— Given instruction —
Turn every line of the material below into a Markdown table with two columns, "Row" for the row number and "Line" for the line itself. Leave out blank lines.

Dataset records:
※ ※ ※

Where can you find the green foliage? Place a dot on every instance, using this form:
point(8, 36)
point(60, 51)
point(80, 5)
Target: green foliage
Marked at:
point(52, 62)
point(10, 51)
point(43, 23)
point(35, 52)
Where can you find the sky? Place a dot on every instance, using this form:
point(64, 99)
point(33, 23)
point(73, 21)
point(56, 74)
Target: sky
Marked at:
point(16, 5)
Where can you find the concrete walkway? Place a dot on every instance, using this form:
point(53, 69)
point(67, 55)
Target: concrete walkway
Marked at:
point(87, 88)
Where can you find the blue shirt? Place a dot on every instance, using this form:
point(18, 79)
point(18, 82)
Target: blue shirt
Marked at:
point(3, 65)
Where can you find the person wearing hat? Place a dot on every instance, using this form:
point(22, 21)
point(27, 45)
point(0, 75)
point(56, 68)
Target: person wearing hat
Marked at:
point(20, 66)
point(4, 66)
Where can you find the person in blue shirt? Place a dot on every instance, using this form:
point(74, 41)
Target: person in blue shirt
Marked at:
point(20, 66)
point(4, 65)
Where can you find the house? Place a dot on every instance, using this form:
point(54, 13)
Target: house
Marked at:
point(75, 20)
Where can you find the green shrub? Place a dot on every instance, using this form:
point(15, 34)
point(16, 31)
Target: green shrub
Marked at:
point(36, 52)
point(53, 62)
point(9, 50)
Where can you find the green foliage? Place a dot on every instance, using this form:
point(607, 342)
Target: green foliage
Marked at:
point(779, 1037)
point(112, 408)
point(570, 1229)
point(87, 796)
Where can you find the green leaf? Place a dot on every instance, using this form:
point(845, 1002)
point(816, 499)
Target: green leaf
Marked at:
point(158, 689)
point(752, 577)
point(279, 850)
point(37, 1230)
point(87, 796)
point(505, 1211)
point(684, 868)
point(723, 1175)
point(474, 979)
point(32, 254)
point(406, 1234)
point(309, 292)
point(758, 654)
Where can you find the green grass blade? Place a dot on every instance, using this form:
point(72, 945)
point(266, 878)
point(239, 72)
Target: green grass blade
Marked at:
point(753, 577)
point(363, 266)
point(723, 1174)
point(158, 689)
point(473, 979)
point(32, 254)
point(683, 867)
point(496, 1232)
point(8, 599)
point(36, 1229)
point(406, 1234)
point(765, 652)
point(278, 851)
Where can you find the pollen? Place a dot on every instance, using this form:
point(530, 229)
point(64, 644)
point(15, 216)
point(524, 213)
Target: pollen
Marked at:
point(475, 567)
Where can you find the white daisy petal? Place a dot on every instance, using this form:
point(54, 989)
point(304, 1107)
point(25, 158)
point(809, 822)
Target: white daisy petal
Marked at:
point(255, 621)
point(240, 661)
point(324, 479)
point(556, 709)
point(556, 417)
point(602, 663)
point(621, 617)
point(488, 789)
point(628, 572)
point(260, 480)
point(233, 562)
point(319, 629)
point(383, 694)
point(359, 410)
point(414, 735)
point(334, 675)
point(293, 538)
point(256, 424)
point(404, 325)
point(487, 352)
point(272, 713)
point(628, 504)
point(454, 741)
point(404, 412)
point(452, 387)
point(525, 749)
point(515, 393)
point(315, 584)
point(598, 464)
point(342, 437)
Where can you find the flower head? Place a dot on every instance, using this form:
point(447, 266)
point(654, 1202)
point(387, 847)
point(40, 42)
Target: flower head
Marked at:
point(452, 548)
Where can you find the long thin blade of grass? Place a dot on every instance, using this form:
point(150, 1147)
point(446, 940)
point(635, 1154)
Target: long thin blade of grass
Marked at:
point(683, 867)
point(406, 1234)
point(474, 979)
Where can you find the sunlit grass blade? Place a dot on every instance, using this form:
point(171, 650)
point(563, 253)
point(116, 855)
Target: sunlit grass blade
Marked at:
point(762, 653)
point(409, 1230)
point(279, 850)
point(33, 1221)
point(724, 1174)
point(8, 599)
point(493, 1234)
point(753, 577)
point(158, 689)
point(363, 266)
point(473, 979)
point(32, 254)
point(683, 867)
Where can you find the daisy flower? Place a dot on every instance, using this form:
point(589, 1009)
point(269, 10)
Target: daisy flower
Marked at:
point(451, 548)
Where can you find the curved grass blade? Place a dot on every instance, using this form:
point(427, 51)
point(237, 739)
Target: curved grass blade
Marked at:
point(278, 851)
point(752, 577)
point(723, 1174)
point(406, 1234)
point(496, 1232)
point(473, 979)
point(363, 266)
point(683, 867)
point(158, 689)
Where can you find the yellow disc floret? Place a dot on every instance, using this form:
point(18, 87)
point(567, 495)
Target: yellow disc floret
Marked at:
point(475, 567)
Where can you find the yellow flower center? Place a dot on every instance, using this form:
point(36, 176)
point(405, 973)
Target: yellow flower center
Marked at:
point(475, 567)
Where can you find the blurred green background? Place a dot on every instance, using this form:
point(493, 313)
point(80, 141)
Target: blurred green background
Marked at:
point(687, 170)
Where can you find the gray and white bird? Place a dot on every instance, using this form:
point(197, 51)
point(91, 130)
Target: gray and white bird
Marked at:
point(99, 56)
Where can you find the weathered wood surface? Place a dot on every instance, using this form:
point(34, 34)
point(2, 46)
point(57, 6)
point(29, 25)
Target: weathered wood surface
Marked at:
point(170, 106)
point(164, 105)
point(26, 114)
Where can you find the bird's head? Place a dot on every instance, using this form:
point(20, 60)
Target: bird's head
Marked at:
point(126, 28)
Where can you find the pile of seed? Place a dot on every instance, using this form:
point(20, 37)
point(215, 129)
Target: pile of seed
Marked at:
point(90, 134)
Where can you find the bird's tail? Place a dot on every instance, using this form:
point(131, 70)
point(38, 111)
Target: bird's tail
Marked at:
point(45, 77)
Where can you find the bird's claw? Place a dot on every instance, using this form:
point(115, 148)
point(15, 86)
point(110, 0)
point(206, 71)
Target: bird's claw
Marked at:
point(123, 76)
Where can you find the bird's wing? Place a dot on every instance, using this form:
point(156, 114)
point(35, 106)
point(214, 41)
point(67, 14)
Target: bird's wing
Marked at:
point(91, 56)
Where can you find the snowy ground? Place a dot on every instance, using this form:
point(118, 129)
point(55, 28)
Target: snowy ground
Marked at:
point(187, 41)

※ ※ ※

— Final answer —
| Row | Line |
|---|---|
| 1 | Where can you find the green foliage? Place a dot on every instance, using this form: |
| 2 | point(8, 36) |
| 3 | point(60, 51) |
| 4 | point(80, 5) |
| 5 | Target: green foliage |
| 6 | Marked at: |
| 7 | point(52, 62) |
| 8 | point(10, 51) |
| 9 | point(43, 23) |
| 10 | point(35, 52) |
| 11 | Where can you find the sky? Place a dot on every instance, using this form: |
| 12 | point(64, 99) |
| 13 | point(33, 23) |
| 14 | point(73, 21) |
| 15 | point(56, 74) |
| 16 | Target: sky |
| 17 | Marked at: |
| 18 | point(16, 5) |
| 19 | Where can you find the concrete walkway? Place a dot on every instance, using this form: |
| 20 | point(53, 69) |
| 21 | point(67, 55) |
| 22 | Target: concrete walkway |
| 23 | Marked at: |
| 24 | point(87, 88) |
| 25 | Where can you find the blue shirt? Place a dot on every instance, using this form: |
| 26 | point(18, 79) |
| 27 | point(18, 82) |
| 28 | Target: blue shirt |
| 29 | Marked at: |
| 30 | point(3, 65) |
| 31 | Where can you find the person wearing hat? Place a dot on every instance, using this form: |
| 32 | point(22, 21) |
| 33 | point(27, 45) |
| 34 | point(0, 75) |
| 35 | point(56, 68) |
| 36 | Target: person wearing hat |
| 37 | Marked at: |
| 38 | point(20, 66) |
| 39 | point(4, 66) |
| 40 | Where can you find the person in blue shirt? Place a dot on every instance, using this form: |
| 41 | point(74, 41) |
| 42 | Target: person in blue shirt |
| 43 | Marked at: |
| 44 | point(20, 66) |
| 45 | point(4, 65) |
| 46 | Where can you find the house? Place a dot on every instance, using this form: |
| 47 | point(54, 13) |
| 48 | Target: house |
| 49 | Marked at: |
| 50 | point(75, 20) |
| 51 | Where can you find the green shrub? Place a dot on every instance, using this form: |
| 52 | point(15, 34) |
| 53 | point(16, 31) |
| 54 | Target: green shrub |
| 55 | Marked at: |
| 56 | point(36, 52) |
| 57 | point(53, 62) |
| 58 | point(9, 50) |
| 59 | Where can you find the green foliage? Place a dot on every instance, using this form: |
| 60 | point(607, 342) |
| 61 | Target: green foliage |
| 62 | Marked at: |
| 63 | point(779, 1037) |
| 64 | point(112, 408) |
| 65 | point(570, 1229) |
| 66 | point(87, 796) |
| 67 | Where can you find the green leaf? Place a dot on every instance, using this form: |
| 68 | point(845, 1002) |
| 69 | point(816, 499) |
| 70 | Target: green leaf |
| 71 | Marked at: |
| 72 | point(158, 689) |
| 73 | point(752, 577) |
| 74 | point(279, 850) |
| 75 | point(37, 1230) |
| 76 | point(87, 796) |
| 77 | point(505, 1211) |
| 78 | point(684, 868) |
| 79 | point(723, 1175) |
| 80 | point(474, 979) |
| 81 | point(32, 254) |
| 82 | point(406, 1234) |
| 83 | point(309, 292) |
| 84 | point(758, 654) |
| 85 | Where can you find the green grass blade? Place a dot on every instance, using this form: |
| 86 | point(72, 945) |
| 87 | point(266, 878) |
| 88 | point(239, 72) |
| 89 | Target: green grass blade |
| 90 | Marked at: |
| 91 | point(753, 577) |
| 92 | point(363, 266) |
| 93 | point(723, 1174) |
| 94 | point(158, 689) |
| 95 | point(473, 979) |
| 96 | point(32, 254) |
| 97 | point(683, 867) |
| 98 | point(496, 1232) |
| 99 | point(8, 599) |
| 100 | point(36, 1229) |
| 101 | point(406, 1234) |
| 102 | point(765, 652) |
| 103 | point(278, 851) |
| 104 | Where can you find the pollen? Place a dot on every instance, using this form: |
| 105 | point(530, 229) |
| 106 | point(64, 644) |
| 107 | point(15, 216) |
| 108 | point(524, 213) |
| 109 | Target: pollen |
| 110 | Marked at: |
| 111 | point(475, 567) |
| 112 | Where can you find the white daisy petal? Place a dot on every instance, using this form: |
| 113 | point(54, 989) |
| 114 | point(304, 1107) |
| 115 | point(25, 158) |
| 116 | point(809, 822) |
| 117 | Target: white daisy petal |
| 118 | Marked at: |
| 119 | point(255, 621) |
| 120 | point(240, 661) |
| 121 | point(324, 479) |
| 122 | point(556, 709) |
| 123 | point(556, 417) |
| 124 | point(602, 663) |
| 125 | point(621, 617) |
| 126 | point(488, 789) |
| 127 | point(628, 572) |
| 128 | point(260, 480) |
| 129 | point(233, 562) |
| 130 | point(319, 629) |
| 131 | point(383, 694) |
| 132 | point(359, 410) |
| 133 | point(414, 735) |
| 134 | point(334, 675) |
| 135 | point(293, 538) |
| 136 | point(256, 424) |
| 137 | point(404, 325) |
| 138 | point(487, 352) |
| 139 | point(272, 713) |
| 140 | point(628, 504) |
| 141 | point(454, 741) |
| 142 | point(404, 412) |
| 143 | point(452, 387) |
| 144 | point(525, 749) |
| 145 | point(515, 393) |
| 146 | point(315, 584) |
| 147 | point(598, 464) |
| 148 | point(342, 437) |
| 149 | Where can you find the flower head? Place a dot on every instance, using this form: |
| 150 | point(447, 266) |
| 151 | point(654, 1202) |
| 152 | point(387, 847) |
| 153 | point(40, 42) |
| 154 | Target: flower head |
| 155 | Marked at: |
| 156 | point(452, 548) |
| 157 | Where can you find the long thin blade of grass? Place a dot on every instance, using this form: |
| 158 | point(150, 1147) |
| 159 | point(446, 940) |
| 160 | point(635, 1154) |
| 161 | Target: long thin blade of grass |
| 162 | Marked at: |
| 163 | point(683, 867) |
| 164 | point(406, 1234) |
| 165 | point(474, 979) |
| 166 | Where can you find the sunlit grass blade? Place a dot on every instance, using this form: |
| 167 | point(171, 650) |
| 168 | point(563, 253) |
| 169 | point(116, 855) |
| 170 | Target: sunlit grass blade |
| 171 | Marked at: |
| 172 | point(762, 653) |
| 173 | point(409, 1230) |
| 174 | point(279, 850) |
| 175 | point(33, 1221) |
| 176 | point(724, 1174) |
| 177 | point(8, 599) |
| 178 | point(493, 1234) |
| 179 | point(753, 577) |
| 180 | point(158, 689) |
| 181 | point(363, 266) |
| 182 | point(473, 979) |
| 183 | point(32, 254) |
| 184 | point(683, 867) |
| 185 | Where can you find the daisy flower? Place a dot on every instance, using this form: |
| 186 | point(589, 1009) |
| 187 | point(269, 10) |
| 188 | Target: daisy flower |
| 189 | Marked at: |
| 190 | point(451, 548) |
| 191 | Where can you find the curved grass blade? Place a dot on every instance, using this form: |
| 192 | point(427, 51) |
| 193 | point(237, 739) |
| 194 | Target: curved grass blade |
| 195 | Marked at: |
| 196 | point(278, 851) |
| 197 | point(752, 577) |
| 198 | point(723, 1174) |
| 199 | point(406, 1234) |
| 200 | point(496, 1232) |
| 201 | point(473, 979) |
| 202 | point(363, 266) |
| 203 | point(683, 867) |
| 204 | point(158, 689) |
| 205 | Where can you find the yellow disc floret? Place a dot on every instance, using this form: |
| 206 | point(18, 87) |
| 207 | point(567, 495) |
| 208 | Target: yellow disc floret |
| 209 | Marked at: |
| 210 | point(475, 567) |
| 211 | Where can you find the yellow flower center? Place a dot on every instance, using this form: |
| 212 | point(36, 176) |
| 213 | point(405, 973) |
| 214 | Target: yellow flower center |
| 215 | Marked at: |
| 216 | point(475, 567) |
| 217 | Where can you find the blurred green background? Place a dot on every instance, using this form: |
| 218 | point(493, 313) |
| 219 | point(80, 141) |
| 220 | Target: blurred green background |
| 221 | Marked at: |
| 222 | point(687, 170) |
| 223 | Where can you find the gray and white bird? Place a dot on every instance, using this form: |
| 224 | point(197, 51) |
| 225 | point(91, 130) |
| 226 | Target: gray and white bird |
| 227 | Marked at: |
| 228 | point(99, 56) |
| 229 | Where can you find the weathered wood surface? Place a dot on every instance, using this form: |
| 230 | point(34, 34) |
| 231 | point(2, 46) |
| 232 | point(57, 6) |
| 233 | point(29, 25) |
| 234 | Target: weathered wood surface |
| 235 | Marked at: |
| 236 | point(170, 106) |
| 237 | point(164, 105) |
| 238 | point(26, 114) |
| 239 | Where can you find the bird's head? Place a dot on every instance, using this form: |
| 240 | point(20, 60) |
| 241 | Target: bird's head |
| 242 | Marked at: |
| 243 | point(126, 28) |
| 244 | Where can you find the pile of seed? Place a dot on every instance, using this form: |
| 245 | point(20, 37) |
| 246 | point(215, 129) |
| 247 | Target: pile of seed |
| 248 | Marked at: |
| 249 | point(90, 134) |
| 250 | Where can you find the bird's tail? Place a dot on every instance, using this form: |
| 251 | point(131, 70) |
| 252 | point(38, 111) |
| 253 | Target: bird's tail |
| 254 | Marked at: |
| 255 | point(45, 77) |
| 256 | Where can you find the bird's claw? Place a dot on every instance, using this form: |
| 257 | point(115, 148) |
| 258 | point(15, 86) |
| 259 | point(110, 0) |
| 260 | point(206, 71) |
| 261 | Target: bird's claw |
| 262 | Marked at: |
| 263 | point(123, 76) |
| 264 | Where can you find the bird's wing? Place a dot on every instance, using this form: |
| 265 | point(156, 114) |
| 266 | point(35, 106) |
| 267 | point(214, 41) |
| 268 | point(67, 14) |
| 269 | Target: bird's wing |
| 270 | Marked at: |
| 271 | point(91, 56) |
| 272 | Where can you find the snowy ground? Place a dot on every instance, using this form: |
| 273 | point(118, 129) |
| 274 | point(55, 28) |
| 275 | Target: snowy ground |
| 276 | Marked at: |
| 277 | point(187, 41) |